*GIVEN REQUEST:*
Quote each of the lines below word for word, but leave the pictures out of your answer.

>>>

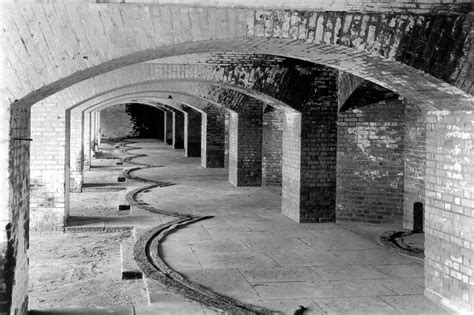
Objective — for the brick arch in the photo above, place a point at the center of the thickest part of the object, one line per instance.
(97, 40)
(366, 44)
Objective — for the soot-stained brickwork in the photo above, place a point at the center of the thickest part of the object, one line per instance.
(272, 146)
(449, 215)
(245, 144)
(370, 163)
(213, 136)
(168, 129)
(415, 162)
(14, 245)
(131, 121)
(192, 132)
(177, 128)
(367, 93)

<<<

*OUTPUT:*
Objective — for the brick arch in the photo above, place a point at the center of the thickest part of the object, one line per instance.
(97, 40)
(366, 44)
Objective — for the soot-stained brickwork in the photo above, place a point at the center of the thickest part of the object, one line per instance.
(272, 146)
(449, 215)
(245, 144)
(370, 163)
(213, 136)
(168, 129)
(415, 162)
(14, 245)
(131, 121)
(192, 132)
(177, 128)
(367, 93)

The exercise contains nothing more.